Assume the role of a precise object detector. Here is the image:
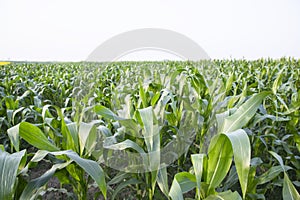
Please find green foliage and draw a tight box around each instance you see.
[0,58,300,199]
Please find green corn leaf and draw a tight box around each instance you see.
[269,151,300,200]
[7,122,59,151]
[20,162,70,200]
[78,122,97,155]
[225,129,251,198]
[219,92,270,133]
[0,150,26,200]
[206,134,233,194]
[282,173,300,200]
[191,154,206,199]
[157,167,169,197]
[111,178,142,200]
[257,165,292,185]
[204,191,242,200]
[169,172,196,200]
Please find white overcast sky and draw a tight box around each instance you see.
[0,0,300,61]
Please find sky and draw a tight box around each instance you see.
[0,0,300,61]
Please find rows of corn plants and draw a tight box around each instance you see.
[0,58,300,200]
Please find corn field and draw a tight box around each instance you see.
[0,58,300,200]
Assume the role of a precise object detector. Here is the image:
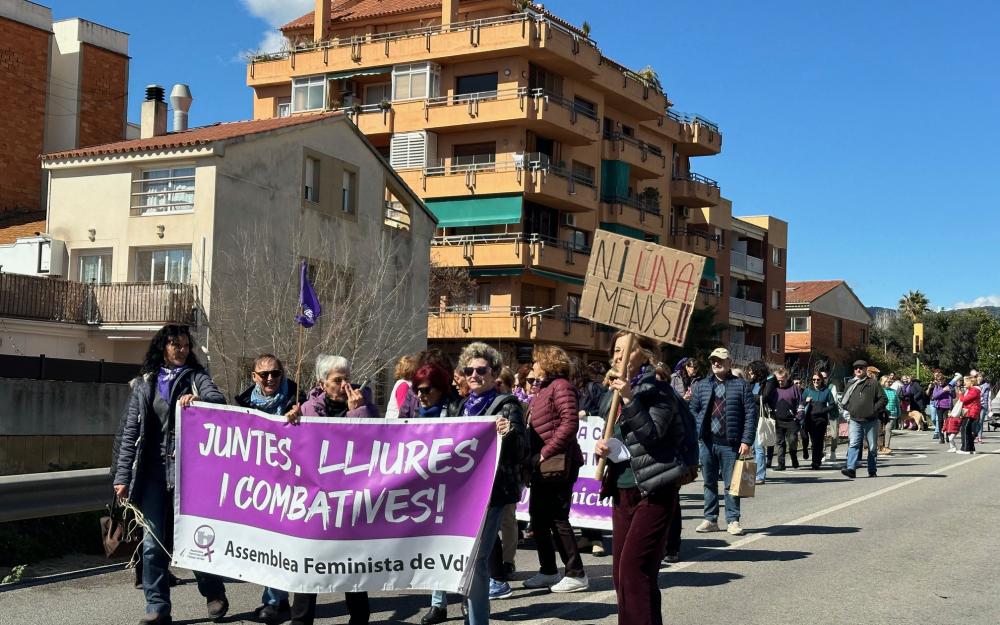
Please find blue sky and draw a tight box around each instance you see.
[52,0,1000,308]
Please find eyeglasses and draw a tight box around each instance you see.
[462,365,493,377]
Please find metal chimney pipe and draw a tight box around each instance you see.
[170,83,194,132]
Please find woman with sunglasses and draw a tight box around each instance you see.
[236,354,299,623]
[802,371,837,469]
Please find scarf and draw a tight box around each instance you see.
[250,377,288,414]
[462,388,497,417]
[156,365,188,403]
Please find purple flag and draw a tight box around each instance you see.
[295,261,322,328]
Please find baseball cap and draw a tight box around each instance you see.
[708,347,729,360]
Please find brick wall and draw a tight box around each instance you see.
[79,43,128,147]
[0,17,51,214]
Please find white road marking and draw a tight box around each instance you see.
[523,451,1000,625]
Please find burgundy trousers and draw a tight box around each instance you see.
[611,488,677,625]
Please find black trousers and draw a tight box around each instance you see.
[291,592,371,625]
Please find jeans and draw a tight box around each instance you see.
[138,471,226,614]
[698,441,740,523]
[847,419,880,475]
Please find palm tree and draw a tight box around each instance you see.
[899,291,930,320]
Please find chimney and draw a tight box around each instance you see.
[313,0,330,41]
[170,83,194,132]
[139,85,167,139]
[441,0,458,26]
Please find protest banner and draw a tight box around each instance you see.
[517,415,611,531]
[173,403,499,593]
[579,230,705,345]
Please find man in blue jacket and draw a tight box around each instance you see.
[691,347,757,536]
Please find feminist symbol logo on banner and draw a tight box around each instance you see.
[194,525,215,562]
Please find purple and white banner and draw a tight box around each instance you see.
[517,415,612,531]
[174,403,499,593]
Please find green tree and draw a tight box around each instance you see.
[899,291,930,321]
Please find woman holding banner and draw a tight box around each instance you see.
[595,332,698,625]
[114,325,229,625]
[524,345,590,592]
[289,354,379,625]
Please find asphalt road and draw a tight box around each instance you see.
[0,433,1000,625]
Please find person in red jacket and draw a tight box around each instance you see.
[524,345,590,592]
[958,375,982,454]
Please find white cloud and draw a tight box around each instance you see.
[953,295,1000,309]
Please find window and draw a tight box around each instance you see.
[771,247,784,267]
[340,169,358,214]
[365,82,392,105]
[77,253,111,284]
[135,248,191,283]
[302,156,322,203]
[292,76,326,112]
[785,317,809,332]
[132,167,194,215]
[455,72,498,100]
[392,63,441,100]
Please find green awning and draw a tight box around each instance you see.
[326,65,392,80]
[424,194,521,228]
[531,269,583,286]
[469,267,524,278]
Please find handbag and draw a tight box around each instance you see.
[101,500,142,558]
[757,397,778,447]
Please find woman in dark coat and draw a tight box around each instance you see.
[113,325,229,625]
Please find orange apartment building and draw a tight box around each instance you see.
[0,0,129,244]
[247,0,787,362]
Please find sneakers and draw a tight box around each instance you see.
[694,519,719,534]
[205,595,229,622]
[549,575,590,592]
[524,573,559,588]
[490,579,514,600]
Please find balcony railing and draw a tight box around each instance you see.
[0,273,198,325]
[729,297,764,319]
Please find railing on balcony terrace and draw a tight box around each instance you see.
[729,251,764,276]
[729,297,764,319]
[673,171,719,189]
[0,273,198,325]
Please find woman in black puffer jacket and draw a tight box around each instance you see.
[596,332,698,625]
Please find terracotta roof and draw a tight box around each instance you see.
[41,111,342,161]
[785,280,844,304]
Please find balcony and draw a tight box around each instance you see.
[670,172,720,207]
[667,110,722,156]
[729,297,764,326]
[601,131,667,179]
[729,250,764,282]
[0,273,197,325]
[729,343,761,367]
[601,196,663,235]
[427,305,594,348]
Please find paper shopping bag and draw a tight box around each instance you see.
[729,458,757,497]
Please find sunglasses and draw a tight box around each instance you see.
[462,365,493,377]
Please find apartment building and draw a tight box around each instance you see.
[0,0,129,244]
[785,280,872,376]
[247,0,788,362]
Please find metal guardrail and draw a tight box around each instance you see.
[0,467,113,523]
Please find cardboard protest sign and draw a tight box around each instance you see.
[517,415,612,530]
[580,230,705,345]
[174,404,499,593]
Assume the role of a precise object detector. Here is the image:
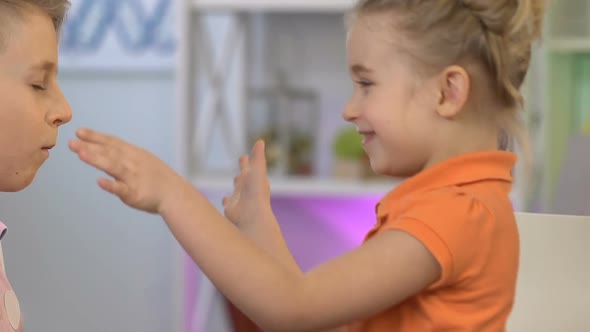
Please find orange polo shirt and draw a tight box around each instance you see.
[349,151,519,332]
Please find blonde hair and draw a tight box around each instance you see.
[0,0,70,51]
[351,0,545,149]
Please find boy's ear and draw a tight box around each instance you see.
[436,66,471,119]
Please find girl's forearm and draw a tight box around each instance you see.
[160,183,304,330]
[238,206,302,273]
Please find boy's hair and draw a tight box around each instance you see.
[352,0,545,150]
[0,0,70,51]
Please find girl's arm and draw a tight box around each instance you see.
[162,185,440,331]
[223,141,301,273]
[70,131,440,331]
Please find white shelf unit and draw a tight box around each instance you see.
[191,176,402,198]
[176,0,382,332]
[176,0,380,196]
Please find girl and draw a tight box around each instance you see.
[70,0,544,332]
[0,0,72,332]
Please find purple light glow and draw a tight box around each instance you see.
[184,196,380,332]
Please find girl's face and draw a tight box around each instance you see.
[343,14,438,177]
[0,9,72,191]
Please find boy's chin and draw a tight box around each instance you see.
[0,171,37,193]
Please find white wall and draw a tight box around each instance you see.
[0,73,182,332]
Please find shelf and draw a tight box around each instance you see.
[190,0,354,13]
[191,176,401,197]
[547,37,590,52]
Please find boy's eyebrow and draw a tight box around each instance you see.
[350,64,373,74]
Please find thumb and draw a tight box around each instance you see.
[251,140,266,174]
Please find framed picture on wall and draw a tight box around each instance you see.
[60,0,176,72]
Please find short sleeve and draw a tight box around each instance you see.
[381,188,492,288]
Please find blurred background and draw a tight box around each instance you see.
[0,0,590,332]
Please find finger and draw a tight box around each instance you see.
[252,140,266,174]
[240,155,250,172]
[76,128,117,144]
[222,193,240,210]
[71,141,127,180]
[98,178,128,198]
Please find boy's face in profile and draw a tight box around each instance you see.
[0,9,72,191]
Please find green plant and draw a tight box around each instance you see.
[332,127,365,160]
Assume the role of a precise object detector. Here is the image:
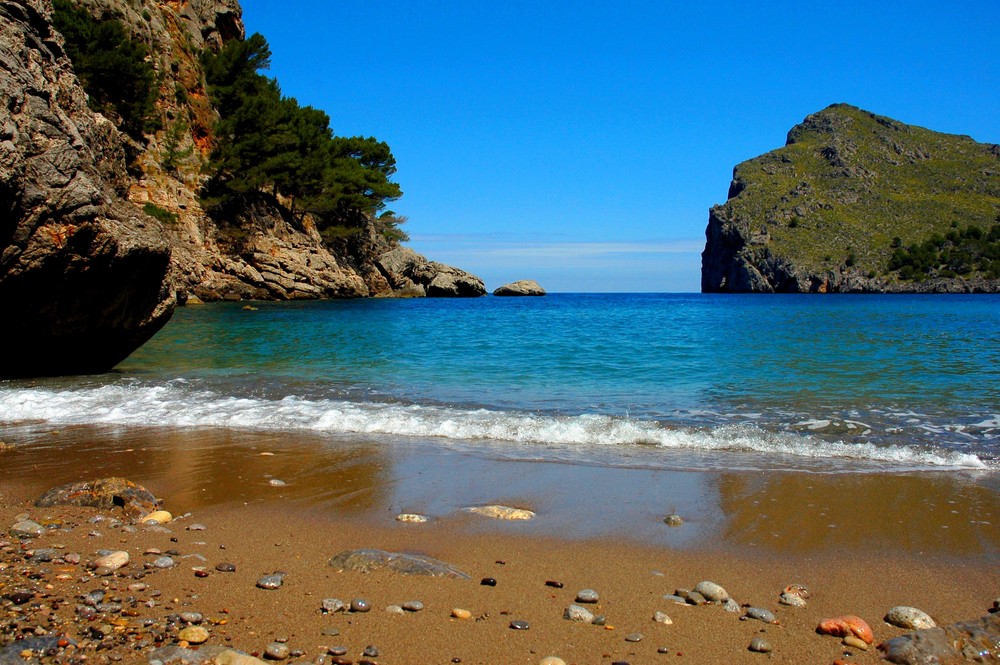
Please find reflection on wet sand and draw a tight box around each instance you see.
[0,426,391,514]
[718,473,1000,556]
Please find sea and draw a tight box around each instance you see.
[0,294,1000,475]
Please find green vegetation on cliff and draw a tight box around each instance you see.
[52,0,158,139]
[720,104,1000,286]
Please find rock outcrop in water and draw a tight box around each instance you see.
[0,0,174,377]
[701,104,1000,293]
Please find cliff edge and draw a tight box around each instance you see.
[701,104,1000,293]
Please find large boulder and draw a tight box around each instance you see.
[375,247,486,298]
[0,0,175,378]
[493,279,545,296]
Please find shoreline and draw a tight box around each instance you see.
[0,428,1000,665]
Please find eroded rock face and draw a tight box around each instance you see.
[0,0,174,377]
[376,247,486,298]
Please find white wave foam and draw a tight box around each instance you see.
[0,382,988,469]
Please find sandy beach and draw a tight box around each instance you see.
[0,422,1000,665]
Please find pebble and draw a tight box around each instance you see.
[257,575,285,590]
[563,605,594,623]
[264,642,292,660]
[320,598,346,614]
[177,626,208,644]
[94,550,129,571]
[396,513,427,524]
[778,591,806,607]
[884,605,937,630]
[694,580,729,603]
[139,510,174,524]
[153,556,174,568]
[743,607,778,623]
[843,635,868,651]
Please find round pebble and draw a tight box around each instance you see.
[177,626,208,644]
[264,642,292,660]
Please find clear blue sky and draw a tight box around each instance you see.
[241,0,1000,292]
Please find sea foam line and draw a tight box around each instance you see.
[0,382,989,469]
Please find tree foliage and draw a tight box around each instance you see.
[52,0,158,139]
[203,33,402,236]
[889,223,1000,282]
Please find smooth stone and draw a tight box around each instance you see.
[264,642,292,660]
[153,556,174,568]
[465,504,535,520]
[694,580,729,603]
[841,635,868,651]
[563,605,594,623]
[139,510,174,524]
[778,591,806,607]
[94,550,129,570]
[884,605,937,630]
[257,575,285,590]
[321,598,346,614]
[745,607,778,623]
[177,626,208,644]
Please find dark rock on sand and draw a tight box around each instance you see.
[329,549,472,580]
[493,279,545,296]
[878,614,1000,665]
[35,478,156,517]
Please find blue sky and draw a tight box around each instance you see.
[241,0,1000,292]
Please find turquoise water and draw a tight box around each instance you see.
[0,294,1000,472]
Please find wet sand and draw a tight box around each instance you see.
[0,428,1000,665]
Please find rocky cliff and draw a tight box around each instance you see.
[0,0,174,377]
[0,0,485,377]
[702,104,1000,293]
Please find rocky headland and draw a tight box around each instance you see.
[701,104,1000,293]
[0,0,485,377]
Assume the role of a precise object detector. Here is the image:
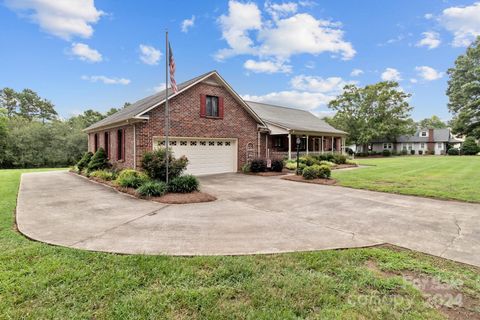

◇ ◇ ◇ ◇

Work to do
Copy the part of the data that opens with the line containing "Please find eyeglasses" and closes with the line containing "[802,371,837,469]", both lines included, reproducing each line exactly.

Worked solution
Please find eyeglasses and draw a tight box around each instance you see.
[462,365,493,377]
Please find metal chimney pipe and draw a tight box around each instance you see.
[170,83,194,132]
Please find woman with sunglasses and draw a tight box around each instance you see.
[236,354,299,623]
[802,371,837,469]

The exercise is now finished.